■ Activity ■
Return, unchanged, every line starting at the one with "Segment rocky mountain" and running through the last line of the material below, with nothing else added.

■ Given entries ■
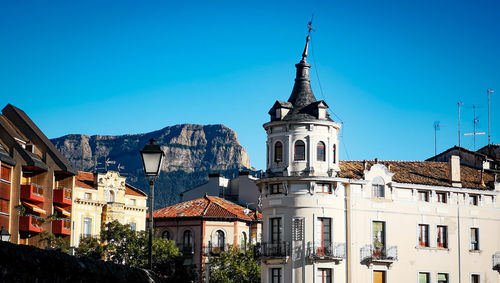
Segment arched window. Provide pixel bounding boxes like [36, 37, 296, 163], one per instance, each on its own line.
[215, 230, 225, 250]
[333, 144, 337, 163]
[317, 141, 325, 161]
[183, 230, 193, 247]
[108, 190, 115, 202]
[241, 232, 247, 250]
[162, 230, 170, 240]
[294, 140, 305, 161]
[274, 141, 283, 162]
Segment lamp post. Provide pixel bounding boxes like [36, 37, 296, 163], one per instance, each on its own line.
[0, 226, 11, 242]
[140, 138, 165, 270]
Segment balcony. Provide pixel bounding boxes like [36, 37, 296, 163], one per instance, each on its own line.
[52, 218, 71, 236]
[360, 244, 398, 268]
[20, 183, 44, 203]
[204, 243, 227, 256]
[53, 187, 72, 206]
[177, 244, 195, 257]
[493, 252, 500, 273]
[254, 242, 290, 264]
[19, 214, 43, 233]
[307, 242, 346, 263]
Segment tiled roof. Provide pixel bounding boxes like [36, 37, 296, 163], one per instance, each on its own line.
[153, 195, 261, 221]
[125, 184, 147, 197]
[75, 171, 96, 190]
[339, 161, 496, 190]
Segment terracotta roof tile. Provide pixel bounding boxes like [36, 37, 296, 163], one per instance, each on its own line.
[153, 196, 261, 220]
[339, 161, 495, 190]
[75, 171, 96, 190]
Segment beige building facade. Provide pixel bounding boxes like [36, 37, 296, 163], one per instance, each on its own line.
[71, 170, 147, 246]
[257, 33, 500, 283]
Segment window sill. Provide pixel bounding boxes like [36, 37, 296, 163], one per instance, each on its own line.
[415, 246, 449, 251]
[469, 249, 481, 254]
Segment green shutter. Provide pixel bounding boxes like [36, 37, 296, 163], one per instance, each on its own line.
[437, 274, 447, 281]
[419, 273, 428, 283]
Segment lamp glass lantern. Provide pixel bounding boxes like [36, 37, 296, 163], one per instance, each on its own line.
[140, 138, 165, 177]
[0, 226, 11, 242]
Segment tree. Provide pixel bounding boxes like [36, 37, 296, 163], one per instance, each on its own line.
[39, 231, 70, 253]
[208, 245, 260, 283]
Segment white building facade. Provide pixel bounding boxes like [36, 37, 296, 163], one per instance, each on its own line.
[257, 33, 500, 283]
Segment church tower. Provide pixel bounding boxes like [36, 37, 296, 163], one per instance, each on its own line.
[257, 30, 345, 282]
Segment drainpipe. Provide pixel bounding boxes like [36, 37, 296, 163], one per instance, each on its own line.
[345, 182, 350, 283]
[312, 213, 315, 283]
[457, 193, 462, 283]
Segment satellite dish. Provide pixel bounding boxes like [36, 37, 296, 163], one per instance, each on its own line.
[244, 208, 250, 215]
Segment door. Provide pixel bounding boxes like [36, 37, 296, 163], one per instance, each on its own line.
[373, 271, 386, 283]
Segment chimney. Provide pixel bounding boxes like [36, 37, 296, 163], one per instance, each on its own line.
[449, 155, 462, 187]
[375, 158, 379, 164]
[363, 160, 367, 170]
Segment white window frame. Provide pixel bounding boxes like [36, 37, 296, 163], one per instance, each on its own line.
[293, 139, 307, 162]
[417, 271, 431, 283]
[436, 272, 449, 283]
[469, 227, 480, 251]
[268, 266, 283, 283]
[470, 273, 481, 283]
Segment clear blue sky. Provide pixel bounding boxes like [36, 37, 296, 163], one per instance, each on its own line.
[1, 0, 499, 170]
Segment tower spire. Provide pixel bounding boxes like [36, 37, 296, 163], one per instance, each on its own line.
[301, 16, 314, 62]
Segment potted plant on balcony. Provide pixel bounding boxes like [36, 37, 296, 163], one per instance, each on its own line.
[373, 239, 384, 259]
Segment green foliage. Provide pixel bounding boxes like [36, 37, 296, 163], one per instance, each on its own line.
[208, 245, 260, 283]
[75, 220, 196, 281]
[39, 231, 70, 253]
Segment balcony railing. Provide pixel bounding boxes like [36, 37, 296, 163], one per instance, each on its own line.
[53, 187, 72, 206]
[307, 242, 346, 262]
[204, 242, 227, 256]
[493, 252, 500, 272]
[19, 214, 43, 233]
[177, 244, 195, 256]
[254, 242, 290, 259]
[20, 183, 44, 203]
[360, 244, 398, 266]
[52, 218, 71, 236]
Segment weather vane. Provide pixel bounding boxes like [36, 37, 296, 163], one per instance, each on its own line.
[307, 14, 314, 35]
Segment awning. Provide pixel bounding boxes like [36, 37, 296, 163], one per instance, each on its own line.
[54, 206, 71, 217]
[22, 201, 46, 214]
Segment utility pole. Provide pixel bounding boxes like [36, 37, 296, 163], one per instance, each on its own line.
[464, 105, 485, 150]
[488, 89, 494, 145]
[458, 102, 463, 147]
[434, 121, 441, 156]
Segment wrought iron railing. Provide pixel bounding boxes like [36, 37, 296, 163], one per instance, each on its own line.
[360, 244, 398, 263]
[307, 242, 346, 260]
[177, 243, 195, 256]
[204, 242, 227, 255]
[254, 242, 290, 258]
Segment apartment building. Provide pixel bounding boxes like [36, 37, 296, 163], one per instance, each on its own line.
[256, 33, 500, 283]
[0, 104, 77, 247]
[71, 170, 147, 246]
[153, 195, 261, 281]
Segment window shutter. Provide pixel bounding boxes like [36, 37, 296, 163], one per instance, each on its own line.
[315, 217, 322, 245]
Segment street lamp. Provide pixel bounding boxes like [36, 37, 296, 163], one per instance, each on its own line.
[140, 138, 165, 270]
[0, 226, 11, 242]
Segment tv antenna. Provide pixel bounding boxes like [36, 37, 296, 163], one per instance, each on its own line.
[104, 158, 116, 172]
[433, 121, 443, 156]
[487, 89, 495, 145]
[464, 104, 485, 150]
[457, 101, 463, 148]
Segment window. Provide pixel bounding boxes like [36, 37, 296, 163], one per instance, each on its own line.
[418, 272, 430, 283]
[183, 230, 193, 247]
[271, 268, 281, 283]
[108, 190, 115, 202]
[270, 183, 283, 194]
[83, 217, 92, 237]
[418, 224, 429, 247]
[437, 273, 448, 283]
[129, 222, 136, 231]
[274, 142, 283, 162]
[471, 274, 480, 283]
[470, 228, 479, 250]
[317, 183, 332, 194]
[270, 218, 282, 244]
[317, 268, 332, 283]
[372, 221, 385, 254]
[318, 218, 331, 248]
[332, 144, 336, 164]
[469, 195, 479, 206]
[418, 190, 429, 202]
[215, 230, 225, 249]
[162, 230, 170, 240]
[84, 193, 91, 200]
[436, 192, 447, 203]
[0, 199, 9, 214]
[372, 184, 385, 198]
[129, 199, 136, 206]
[437, 226, 448, 248]
[241, 232, 247, 249]
[294, 140, 305, 161]
[317, 141, 325, 161]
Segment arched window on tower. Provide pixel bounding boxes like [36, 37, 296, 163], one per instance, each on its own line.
[162, 230, 171, 240]
[274, 141, 283, 162]
[215, 230, 225, 251]
[108, 190, 115, 202]
[333, 144, 337, 164]
[183, 230, 193, 248]
[294, 140, 305, 161]
[317, 141, 325, 161]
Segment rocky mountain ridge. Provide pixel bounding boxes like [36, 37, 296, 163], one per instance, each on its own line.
[51, 124, 252, 207]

■ Answer for the task ■
Segment rocky mountain ridge. Provide pixel bounding boxes like [36, 37, 296, 163], one per instance, each on its own line.
[51, 124, 252, 207]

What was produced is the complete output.